## start Dataset content

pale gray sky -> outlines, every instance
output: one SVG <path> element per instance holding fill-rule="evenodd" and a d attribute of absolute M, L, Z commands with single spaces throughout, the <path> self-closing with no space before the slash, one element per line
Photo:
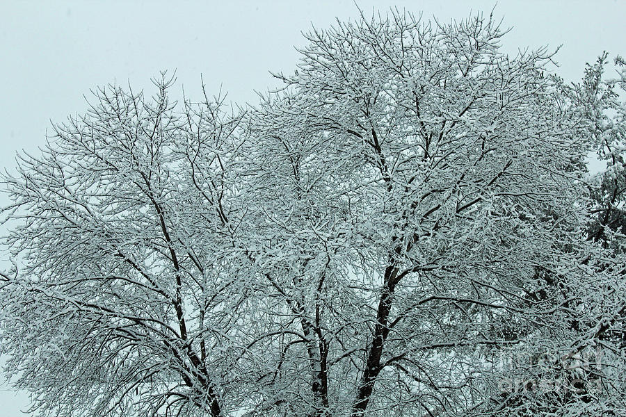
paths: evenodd
<path fill-rule="evenodd" d="M 447 22 L 490 12 L 495 0 L 358 0 L 370 13 L 397 6 L 424 19 Z M 0 167 L 11 170 L 17 151 L 36 151 L 50 120 L 83 113 L 83 95 L 115 81 L 149 88 L 162 70 L 177 70 L 192 99 L 200 74 L 209 94 L 220 86 L 234 102 L 254 102 L 255 90 L 274 85 L 268 70 L 291 71 L 301 31 L 355 18 L 352 0 L 221 1 L 11 1 L 0 14 Z M 558 72 L 578 79 L 602 51 L 626 55 L 626 1 L 500 0 L 495 15 L 513 26 L 504 48 L 563 44 Z M 0 195 L 0 204 L 6 199 Z M 5 254 L 0 268 L 5 265 Z M 0 377 L 0 382 L 3 378 Z M 0 416 L 22 414 L 28 398 L 0 386 Z"/>

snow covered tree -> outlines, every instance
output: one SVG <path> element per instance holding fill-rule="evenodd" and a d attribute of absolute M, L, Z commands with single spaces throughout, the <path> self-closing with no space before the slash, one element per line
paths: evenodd
<path fill-rule="evenodd" d="M 3 177 L 1 350 L 44 415 L 216 417 L 238 377 L 223 346 L 249 281 L 223 219 L 241 117 L 219 100 L 175 112 L 172 80 L 154 82 L 151 99 L 99 90 Z"/>
<path fill-rule="evenodd" d="M 586 140 L 551 56 L 508 56 L 502 34 L 481 17 L 362 17 L 310 33 L 278 75 L 250 133 L 248 246 L 284 299 L 277 328 L 299 334 L 277 344 L 268 375 L 283 377 L 260 379 L 268 409 L 506 414 L 494 357 L 570 352 L 568 290 L 597 284 L 580 267 Z"/>
<path fill-rule="evenodd" d="M 586 353 L 621 302 L 597 304 L 620 272 L 586 236 L 588 138 L 552 54 L 509 56 L 504 34 L 362 15 L 233 114 L 177 107 L 164 76 L 151 99 L 99 90 L 3 179 L 17 385 L 68 417 L 591 409 L 502 387 L 570 389 L 541 355 Z"/>

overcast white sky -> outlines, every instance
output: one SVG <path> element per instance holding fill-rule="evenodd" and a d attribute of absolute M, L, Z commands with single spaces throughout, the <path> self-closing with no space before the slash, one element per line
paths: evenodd
<path fill-rule="evenodd" d="M 495 0 L 358 0 L 367 13 L 397 6 L 424 19 L 448 22 L 470 12 L 488 13 Z M 275 85 L 268 71 L 290 72 L 300 31 L 326 28 L 335 17 L 354 19 L 352 0 L 221 1 L 17 1 L 0 14 L 0 167 L 10 170 L 15 152 L 44 145 L 50 120 L 83 113 L 83 95 L 116 81 L 150 88 L 162 70 L 176 69 L 199 99 L 200 74 L 209 94 L 220 86 L 233 102 L 255 102 L 254 90 Z M 500 0 L 495 15 L 513 26 L 505 49 L 563 44 L 558 72 L 573 81 L 602 51 L 626 55 L 626 1 Z M 0 195 L 0 204 L 6 199 Z M 0 258 L 0 267 L 2 259 Z M 0 377 L 0 382 L 3 380 Z M 0 416 L 22 414 L 24 393 L 0 386 Z"/>

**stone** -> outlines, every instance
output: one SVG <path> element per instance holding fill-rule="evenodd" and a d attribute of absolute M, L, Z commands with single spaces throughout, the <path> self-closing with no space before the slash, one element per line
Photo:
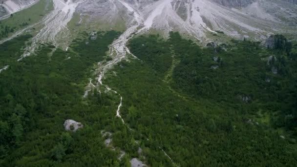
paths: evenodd
<path fill-rule="evenodd" d="M 217 46 L 217 44 L 214 42 L 210 42 L 206 45 L 206 46 L 208 47 L 216 48 Z"/>
<path fill-rule="evenodd" d="M 218 66 L 218 65 L 212 65 L 212 66 L 211 66 L 211 68 L 212 69 L 217 69 L 217 68 L 218 68 L 218 67 L 219 67 L 219 66 Z"/>
<path fill-rule="evenodd" d="M 67 131 L 74 132 L 83 127 L 84 127 L 84 125 L 82 123 L 72 120 L 67 120 L 64 123 L 64 127 Z"/>
<path fill-rule="evenodd" d="M 272 72 L 274 74 L 277 74 L 277 68 L 274 66 L 273 66 L 271 67 L 271 72 Z"/>
<path fill-rule="evenodd" d="M 217 57 L 217 56 L 214 56 L 214 57 L 212 58 L 212 60 L 215 62 L 217 62 L 217 61 L 218 59 L 219 59 L 219 58 L 218 58 L 218 57 Z"/>
<path fill-rule="evenodd" d="M 132 159 L 130 161 L 130 163 L 131 164 L 131 167 L 147 167 L 145 164 L 144 164 L 143 163 L 139 160 L 138 159 L 134 158 Z"/>

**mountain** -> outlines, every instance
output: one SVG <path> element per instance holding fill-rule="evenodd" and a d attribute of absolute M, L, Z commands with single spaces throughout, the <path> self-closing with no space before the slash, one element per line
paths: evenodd
<path fill-rule="evenodd" d="M 0 167 L 296 166 L 295 1 L 1 2 Z"/>
<path fill-rule="evenodd" d="M 135 21 L 142 26 L 139 32 L 152 28 L 168 34 L 177 30 L 205 40 L 215 31 L 257 39 L 271 32 L 295 34 L 296 8 L 272 0 L 89 0 L 77 10 L 107 22 L 122 19 L 127 26 Z"/>
<path fill-rule="evenodd" d="M 39 0 L 1 0 L 0 18 L 28 7 Z"/>

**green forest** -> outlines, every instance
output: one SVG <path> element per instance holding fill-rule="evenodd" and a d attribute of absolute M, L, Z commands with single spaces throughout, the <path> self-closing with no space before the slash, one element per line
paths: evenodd
<path fill-rule="evenodd" d="M 270 48 L 245 40 L 202 47 L 176 32 L 137 36 L 128 44 L 137 59 L 127 55 L 103 81 L 123 97 L 124 125 L 118 94 L 99 87 L 83 97 L 120 34 L 84 33 L 67 51 L 48 43 L 20 62 L 31 36 L 0 45 L 0 67 L 9 65 L 0 73 L 0 166 L 129 167 L 133 158 L 151 167 L 296 166 L 296 43 L 276 35 Z M 66 131 L 67 119 L 84 126 Z"/>

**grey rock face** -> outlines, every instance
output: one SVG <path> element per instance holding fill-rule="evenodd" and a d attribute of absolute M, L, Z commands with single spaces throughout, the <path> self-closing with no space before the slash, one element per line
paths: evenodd
<path fill-rule="evenodd" d="M 84 127 L 84 125 L 74 120 L 67 120 L 64 123 L 64 127 L 65 130 L 67 131 L 76 131 L 78 129 Z"/>
<path fill-rule="evenodd" d="M 267 48 L 272 48 L 275 46 L 274 36 L 272 35 L 265 40 L 264 45 Z"/>
<path fill-rule="evenodd" d="M 272 73 L 274 74 L 277 74 L 277 68 L 275 66 L 273 66 L 272 67 L 271 67 L 271 72 L 272 72 Z"/>
<path fill-rule="evenodd" d="M 293 4 L 297 4 L 297 0 L 284 0 L 288 2 L 292 3 Z"/>
<path fill-rule="evenodd" d="M 246 7 L 257 0 L 212 0 L 221 5 L 233 8 Z"/>

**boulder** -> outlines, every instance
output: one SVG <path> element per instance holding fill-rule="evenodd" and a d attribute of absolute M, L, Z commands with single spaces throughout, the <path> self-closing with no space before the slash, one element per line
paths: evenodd
<path fill-rule="evenodd" d="M 264 46 L 267 48 L 273 48 L 275 46 L 275 36 L 270 36 L 265 40 L 264 42 Z"/>
<path fill-rule="evenodd" d="M 211 68 L 212 69 L 217 69 L 218 67 L 219 67 L 219 66 L 217 65 L 212 65 L 211 66 Z"/>
<path fill-rule="evenodd" d="M 83 127 L 84 125 L 82 123 L 72 120 L 67 120 L 64 123 L 64 127 L 67 131 L 76 131 Z"/>
<path fill-rule="evenodd" d="M 206 45 L 206 46 L 208 47 L 216 48 L 217 46 L 217 44 L 214 42 L 210 42 Z"/>
<path fill-rule="evenodd" d="M 274 66 L 271 67 L 271 72 L 274 74 L 277 74 L 277 68 Z"/>

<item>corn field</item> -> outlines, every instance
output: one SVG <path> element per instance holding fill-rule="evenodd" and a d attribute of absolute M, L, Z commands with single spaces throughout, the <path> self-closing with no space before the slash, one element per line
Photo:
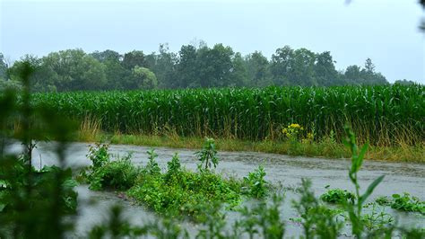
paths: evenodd
<path fill-rule="evenodd" d="M 38 93 L 64 117 L 96 120 L 109 132 L 276 139 L 299 123 L 315 140 L 341 141 L 350 123 L 373 145 L 422 144 L 425 86 L 187 89 Z"/>

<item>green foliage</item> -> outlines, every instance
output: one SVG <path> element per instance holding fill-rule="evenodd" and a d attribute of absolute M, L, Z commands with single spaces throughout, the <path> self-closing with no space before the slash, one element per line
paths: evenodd
<path fill-rule="evenodd" d="M 379 206 L 389 206 L 391 204 L 391 199 L 386 196 L 380 196 L 375 199 L 375 202 Z"/>
<path fill-rule="evenodd" d="M 131 188 L 139 173 L 139 169 L 131 163 L 131 154 L 115 161 L 110 160 L 108 145 L 97 144 L 89 149 L 88 157 L 92 165 L 89 173 L 83 173 L 90 182 L 91 190 L 128 190 Z"/>
<path fill-rule="evenodd" d="M 93 168 L 100 168 L 109 161 L 110 155 L 108 153 L 108 145 L 101 145 L 99 143 L 89 146 L 87 157 L 91 161 Z"/>
<path fill-rule="evenodd" d="M 409 193 L 393 194 L 391 208 L 407 212 L 419 212 L 425 215 L 425 201 L 421 201 L 417 197 L 410 196 Z"/>
<path fill-rule="evenodd" d="M 249 238 L 283 238 L 285 223 L 279 209 L 282 200 L 282 196 L 273 194 L 270 204 L 264 200 L 250 208 L 244 207 L 240 209 L 242 219 L 237 226 L 247 233 Z"/>
<path fill-rule="evenodd" d="M 359 185 L 357 173 L 360 170 L 361 164 L 363 164 L 364 155 L 368 150 L 368 144 L 363 146 L 360 151 L 359 151 L 356 144 L 355 135 L 349 126 L 345 126 L 345 132 L 346 137 L 344 139 L 344 144 L 350 147 L 350 150 L 351 151 L 351 166 L 349 170 L 348 175 L 356 189 L 356 197 L 354 203 L 346 203 L 344 201 L 343 203 L 348 212 L 349 219 L 351 223 L 352 235 L 356 235 L 358 238 L 361 238 L 365 226 L 365 224 L 362 221 L 361 212 L 363 205 L 369 196 L 372 194 L 375 188 L 382 181 L 384 175 L 377 178 L 372 183 L 369 184 L 366 191 L 363 194 L 360 194 L 360 186 Z"/>
<path fill-rule="evenodd" d="M 300 198 L 292 200 L 292 205 L 301 217 L 301 224 L 306 238 L 337 238 L 343 224 L 336 219 L 340 213 L 320 205 L 311 190 L 311 181 L 301 180 L 299 190 Z"/>
<path fill-rule="evenodd" d="M 35 67 L 22 62 L 16 72 L 22 89 L 19 93 L 0 93 L 0 237 L 62 238 L 72 228 L 73 220 L 65 217 L 74 214 L 77 194 L 71 169 L 65 166 L 67 142 L 72 140 L 75 124 L 59 117 L 42 105 L 34 106 L 30 94 L 30 75 Z M 19 103 L 17 103 L 19 99 Z M 13 140 L 11 122 L 18 122 L 20 130 Z M 32 150 L 38 138 L 53 138 L 53 153 L 57 166 L 36 170 Z M 11 143 L 22 142 L 22 155 L 6 154 Z"/>
<path fill-rule="evenodd" d="M 343 204 L 344 202 L 354 203 L 356 196 L 346 190 L 333 189 L 320 196 L 320 199 L 329 203 Z"/>
<path fill-rule="evenodd" d="M 219 158 L 216 156 L 217 150 L 215 149 L 215 142 L 213 138 L 206 138 L 202 149 L 195 153 L 198 160 L 201 164 L 198 164 L 199 170 L 208 171 L 212 167 L 212 164 L 214 168 L 219 164 Z M 204 168 L 204 169 L 203 169 Z"/>
<path fill-rule="evenodd" d="M 265 176 L 265 168 L 260 165 L 255 172 L 249 173 L 247 177 L 244 177 L 245 193 L 257 199 L 266 196 L 269 185 Z"/>
<path fill-rule="evenodd" d="M 160 168 L 158 165 L 158 163 L 155 161 L 155 158 L 158 157 L 158 155 L 155 153 L 155 150 L 152 148 L 146 152 L 149 155 L 149 162 L 145 167 L 145 171 L 149 174 L 156 175 L 160 173 Z"/>
<path fill-rule="evenodd" d="M 422 85 L 331 88 L 186 89 L 39 93 L 33 102 L 64 117 L 99 120 L 108 132 L 262 140 L 296 122 L 315 140 L 342 142 L 350 122 L 362 142 L 421 145 L 425 138 Z M 400 116 L 408 117 L 400 117 Z M 333 132 L 331 134 L 331 132 Z"/>
<path fill-rule="evenodd" d="M 215 202 L 236 206 L 239 190 L 240 183 L 217 174 L 182 170 L 177 174 L 142 173 L 127 194 L 159 213 L 204 221 L 208 208 Z"/>

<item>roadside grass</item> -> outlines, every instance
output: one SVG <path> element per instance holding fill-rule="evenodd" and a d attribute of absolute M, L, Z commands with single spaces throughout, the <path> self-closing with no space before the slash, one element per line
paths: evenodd
<path fill-rule="evenodd" d="M 117 145 L 191 149 L 201 148 L 204 142 L 204 138 L 202 137 L 179 137 L 176 134 L 129 135 L 119 132 L 105 133 L 99 130 L 91 132 L 94 133 L 79 133 L 77 139 L 82 142 L 108 142 Z M 250 151 L 326 158 L 349 158 L 351 156 L 350 150 L 343 144 L 326 138 L 320 142 L 297 142 L 295 144 L 284 140 L 249 141 L 235 138 L 216 138 L 215 145 L 217 150 L 221 151 Z M 425 163 L 425 143 L 417 146 L 408 146 L 401 143 L 399 146 L 369 146 L 365 159 Z"/>

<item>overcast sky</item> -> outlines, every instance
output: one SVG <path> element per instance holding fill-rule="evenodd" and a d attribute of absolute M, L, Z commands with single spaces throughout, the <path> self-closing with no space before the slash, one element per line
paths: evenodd
<path fill-rule="evenodd" d="M 9 61 L 76 48 L 151 53 L 165 42 L 177 52 L 203 40 L 269 58 L 285 45 L 329 50 L 337 69 L 370 58 L 390 82 L 425 84 L 418 0 L 0 0 L 0 52 Z"/>

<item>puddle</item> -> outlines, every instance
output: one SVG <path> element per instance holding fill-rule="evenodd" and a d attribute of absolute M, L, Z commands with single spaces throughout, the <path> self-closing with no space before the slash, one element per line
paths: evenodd
<path fill-rule="evenodd" d="M 73 168 L 89 165 L 87 159 L 89 144 L 73 143 L 66 152 L 65 164 Z M 33 152 L 33 164 L 36 167 L 57 164 L 55 154 L 51 151 L 54 143 L 39 143 Z M 135 164 L 145 165 L 148 161 L 146 153 L 151 147 L 113 145 L 109 152 L 115 155 L 126 155 L 133 152 L 132 161 Z M 13 145 L 11 151 L 19 151 L 21 146 Z M 168 147 L 155 147 L 158 154 L 157 162 L 162 169 L 166 169 L 167 162 L 171 159 L 177 152 L 183 166 L 189 170 L 195 170 L 198 161 L 195 156 L 195 150 L 177 149 Z M 300 186 L 301 178 L 312 180 L 312 187 L 317 196 L 330 188 L 341 188 L 353 190 L 348 178 L 348 168 L 351 162 L 346 159 L 324 159 L 309 158 L 302 156 L 289 156 L 274 154 L 264 154 L 254 152 L 220 152 L 218 154 L 220 164 L 216 172 L 225 175 L 244 177 L 249 172 L 256 169 L 262 164 L 267 173 L 265 179 L 275 184 L 282 184 L 284 188 L 295 189 Z M 409 192 L 425 200 L 425 164 L 389 163 L 377 161 L 366 161 L 359 173 L 359 181 L 363 190 L 377 177 L 386 175 L 384 181 L 377 187 L 370 199 L 377 196 L 391 196 L 394 193 L 403 194 Z M 77 234 L 86 232 L 93 225 L 103 220 L 108 216 L 108 208 L 118 204 L 124 208 L 124 215 L 134 224 L 140 224 L 155 220 L 156 215 L 139 205 L 134 205 L 130 201 L 117 197 L 114 192 L 98 192 L 90 190 L 87 186 L 79 186 L 79 214 L 77 219 Z M 300 225 L 290 221 L 291 217 L 297 217 L 297 214 L 291 207 L 291 200 L 296 199 L 292 190 L 286 191 L 286 199 L 282 208 L 282 214 L 287 223 L 286 236 L 297 235 L 302 231 Z M 91 203 L 91 201 L 97 203 Z M 425 227 L 425 217 L 418 214 L 403 213 L 387 209 L 398 220 L 401 225 L 409 226 L 418 226 Z M 237 219 L 237 213 L 230 213 L 230 222 Z M 198 226 L 191 223 L 184 223 L 183 226 L 189 233 L 195 233 L 199 229 Z"/>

## end Dataset content

> _Work required_
Locate every line in the records above that contains the word "green", and copy each of those lines in full.

> _Answer_
**green forest** -> outlines, every instance
<item>green foliage</item> -> outlines, every instance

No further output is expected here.